## Bloc de texte

Depuis des lustres, la presse, des travailleurs sociaux, des syndicalistes et des travailleurs étrangers eux-mêmes dénoncent un système dit « mafieux » contrôlant le recrutement de la main-d’œuvre issue du Bangladesh pour bon nombre d’entreprises et de commerces. À ce jour, rien n’a été fait par les autorités pour démanteler ce réseau considéré comme très puissant.
Notre enquête révèle que ce circuit est huilé, illégalement et immoralement, par l’exploitation de pauvres travailleurs étrangers. Ces derniers doivent remettre de grosses sommes à des agents-recruteurs qui, à leur tour, doivent, selon des allégations, graisser la patte d'un cercle mafieux et accorder des avantages à des employeurs. Vu qu’ils sont pauvres, ces travailleurs bangladais empruntent de l’argent, vendent des biens ou même mettent leurs parents en gage pour avoir un emploi à Maurice.
Scandaleux, honteux, inacceptable… C’est le moins que l’on puisse dire des abus dans le mécanisme d’embauche de bon nombre d’ouvriers du Bangladesh. Les protagonistes sont des employeurs, des agents recruteurs et un cercle qui établit les règles du jeu. Au bout du compte, ils s’enrichissent tous sur le dos de ces travailleurs bangladais qui sont majoritairement des défavorisés en leur imposant de grosses sommes d’argent pour avoir un emploi à Maurice.

## Énoncé du problème 1
Restituez intégralement le texte sur le recrutement des travailleurs bangladais à Maurice.

## Extrait de données
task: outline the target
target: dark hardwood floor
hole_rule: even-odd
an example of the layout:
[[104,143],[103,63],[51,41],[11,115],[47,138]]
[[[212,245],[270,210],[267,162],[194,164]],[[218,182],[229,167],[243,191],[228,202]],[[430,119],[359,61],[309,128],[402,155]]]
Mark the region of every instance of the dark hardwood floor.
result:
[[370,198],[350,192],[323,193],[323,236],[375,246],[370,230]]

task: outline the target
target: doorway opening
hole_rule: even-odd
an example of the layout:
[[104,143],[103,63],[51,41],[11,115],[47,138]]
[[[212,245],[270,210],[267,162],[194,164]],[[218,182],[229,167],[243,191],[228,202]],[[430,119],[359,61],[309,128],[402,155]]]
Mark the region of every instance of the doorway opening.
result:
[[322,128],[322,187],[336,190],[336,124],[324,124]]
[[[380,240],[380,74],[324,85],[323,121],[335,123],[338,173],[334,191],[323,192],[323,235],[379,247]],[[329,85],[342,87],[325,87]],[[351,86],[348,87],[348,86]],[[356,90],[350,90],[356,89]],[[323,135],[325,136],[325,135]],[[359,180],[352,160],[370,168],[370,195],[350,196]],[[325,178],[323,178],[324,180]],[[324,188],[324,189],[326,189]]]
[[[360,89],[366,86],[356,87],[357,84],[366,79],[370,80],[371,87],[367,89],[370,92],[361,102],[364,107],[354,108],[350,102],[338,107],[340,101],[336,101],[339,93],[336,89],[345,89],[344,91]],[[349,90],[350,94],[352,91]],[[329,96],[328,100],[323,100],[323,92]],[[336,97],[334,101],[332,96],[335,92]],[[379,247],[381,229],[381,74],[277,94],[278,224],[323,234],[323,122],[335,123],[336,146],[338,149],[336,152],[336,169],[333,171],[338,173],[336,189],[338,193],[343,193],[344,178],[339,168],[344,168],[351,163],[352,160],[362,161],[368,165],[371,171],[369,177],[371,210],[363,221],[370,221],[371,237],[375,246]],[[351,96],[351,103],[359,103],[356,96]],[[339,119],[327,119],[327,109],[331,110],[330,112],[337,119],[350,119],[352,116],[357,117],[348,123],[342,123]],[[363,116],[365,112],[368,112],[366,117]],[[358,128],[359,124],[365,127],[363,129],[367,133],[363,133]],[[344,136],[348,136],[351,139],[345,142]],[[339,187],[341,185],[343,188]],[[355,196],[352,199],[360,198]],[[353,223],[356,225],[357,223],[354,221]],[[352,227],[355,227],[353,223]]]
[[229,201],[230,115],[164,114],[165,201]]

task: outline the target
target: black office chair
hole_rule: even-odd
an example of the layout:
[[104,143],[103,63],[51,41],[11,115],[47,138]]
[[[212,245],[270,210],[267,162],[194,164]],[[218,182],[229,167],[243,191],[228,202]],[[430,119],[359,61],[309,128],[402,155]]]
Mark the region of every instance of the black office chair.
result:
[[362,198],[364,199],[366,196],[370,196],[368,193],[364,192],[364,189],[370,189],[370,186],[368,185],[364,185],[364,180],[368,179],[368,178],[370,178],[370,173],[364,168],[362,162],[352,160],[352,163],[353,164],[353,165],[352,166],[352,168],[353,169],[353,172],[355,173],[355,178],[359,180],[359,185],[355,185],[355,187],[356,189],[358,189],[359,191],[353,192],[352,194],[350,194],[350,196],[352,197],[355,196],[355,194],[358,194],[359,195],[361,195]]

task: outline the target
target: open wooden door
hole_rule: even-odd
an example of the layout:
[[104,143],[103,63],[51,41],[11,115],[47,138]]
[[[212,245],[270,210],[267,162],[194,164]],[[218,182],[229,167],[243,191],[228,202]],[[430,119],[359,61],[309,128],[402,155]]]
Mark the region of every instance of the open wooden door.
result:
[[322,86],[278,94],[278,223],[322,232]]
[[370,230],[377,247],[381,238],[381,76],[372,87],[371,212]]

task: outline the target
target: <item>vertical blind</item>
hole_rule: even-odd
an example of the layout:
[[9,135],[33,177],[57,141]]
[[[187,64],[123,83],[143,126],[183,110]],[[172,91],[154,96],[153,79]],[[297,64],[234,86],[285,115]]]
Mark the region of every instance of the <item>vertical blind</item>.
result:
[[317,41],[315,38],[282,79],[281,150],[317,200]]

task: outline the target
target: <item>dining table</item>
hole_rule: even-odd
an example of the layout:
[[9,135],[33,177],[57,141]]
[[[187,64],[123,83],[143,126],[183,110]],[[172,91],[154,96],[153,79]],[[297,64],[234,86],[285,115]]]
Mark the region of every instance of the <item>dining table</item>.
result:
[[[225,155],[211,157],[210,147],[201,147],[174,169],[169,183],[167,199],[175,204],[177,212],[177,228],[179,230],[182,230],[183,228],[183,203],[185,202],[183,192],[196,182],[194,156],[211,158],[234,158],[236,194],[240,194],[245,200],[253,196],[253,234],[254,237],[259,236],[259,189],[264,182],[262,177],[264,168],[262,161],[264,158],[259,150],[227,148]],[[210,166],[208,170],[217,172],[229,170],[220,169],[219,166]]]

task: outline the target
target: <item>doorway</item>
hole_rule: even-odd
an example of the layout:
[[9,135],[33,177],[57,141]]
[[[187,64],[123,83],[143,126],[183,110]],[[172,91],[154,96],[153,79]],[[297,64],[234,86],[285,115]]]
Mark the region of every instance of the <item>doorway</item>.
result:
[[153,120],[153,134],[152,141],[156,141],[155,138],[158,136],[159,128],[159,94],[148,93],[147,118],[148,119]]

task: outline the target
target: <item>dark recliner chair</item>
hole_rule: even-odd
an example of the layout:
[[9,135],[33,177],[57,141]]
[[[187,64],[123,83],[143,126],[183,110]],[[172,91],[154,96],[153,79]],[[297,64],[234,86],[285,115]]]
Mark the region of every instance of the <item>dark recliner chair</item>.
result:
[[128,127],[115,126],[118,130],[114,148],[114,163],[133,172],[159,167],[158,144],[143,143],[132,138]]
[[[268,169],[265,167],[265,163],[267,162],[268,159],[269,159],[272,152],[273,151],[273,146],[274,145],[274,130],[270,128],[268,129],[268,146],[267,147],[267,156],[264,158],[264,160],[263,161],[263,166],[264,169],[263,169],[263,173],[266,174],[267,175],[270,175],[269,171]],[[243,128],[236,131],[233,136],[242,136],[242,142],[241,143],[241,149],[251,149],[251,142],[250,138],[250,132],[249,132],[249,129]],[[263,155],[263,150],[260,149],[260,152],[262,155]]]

## Énoncé du problème 2
Indiquez combien de lignes des enregistrements contiennent la chaîne « dark », en tenant compte de la casse. Ne donnez que ce nombre.

## Réponse rédigée 1
Depuis des lustres, la presse, des travailleurs sociaux, des syndicalistes et des travailleurs étrangers eux-mêmes dénoncent un système dit « mafieux » contrôlant le recrutement de la main-d’œuvre issue du Bangladesh pour bon nombre d’entreprises et de commerces. À ce jour, rien n’a été fait par les autorités pour démanteler ce réseau considéré comme très puissant.
Notre enquête révèle que ce circuit est huilé, illégalement et immoralement, par l’exploitation de pauvres travailleurs étrangers. Ces derniers doivent remettre de grosses sommes à des agents-recruteurs qui, à leur tour, doivent, selon des allégations, graisser la patte d'un cercle mafieux et accorder des avantages à des employeurs. Vu qu’ils sont pauvres, ces travailleurs bangladais empruntent de l’argent, vendent des biens ou même mettent leurs parents en gage pour avoir un emploi à Maurice.
Scandaleux, honteux, inacceptable… C’est le moins que l’on puisse dire des abus dans le mécanisme d’embauche de bon nombre d’ouvriers du Bangladesh. Les protagonistes sont des employeurs, des agents recruteurs et un cercle qui établit les règles du jeu. Au bout du compte, ils s’enrichissent tous sur le dos de ces travailleurs bangladais qui sont majoritairement des défavorisés en leur imposant de grosses sommes d’argent pour avoir un emploi à Maurice.

## Réponse rédigée 2
4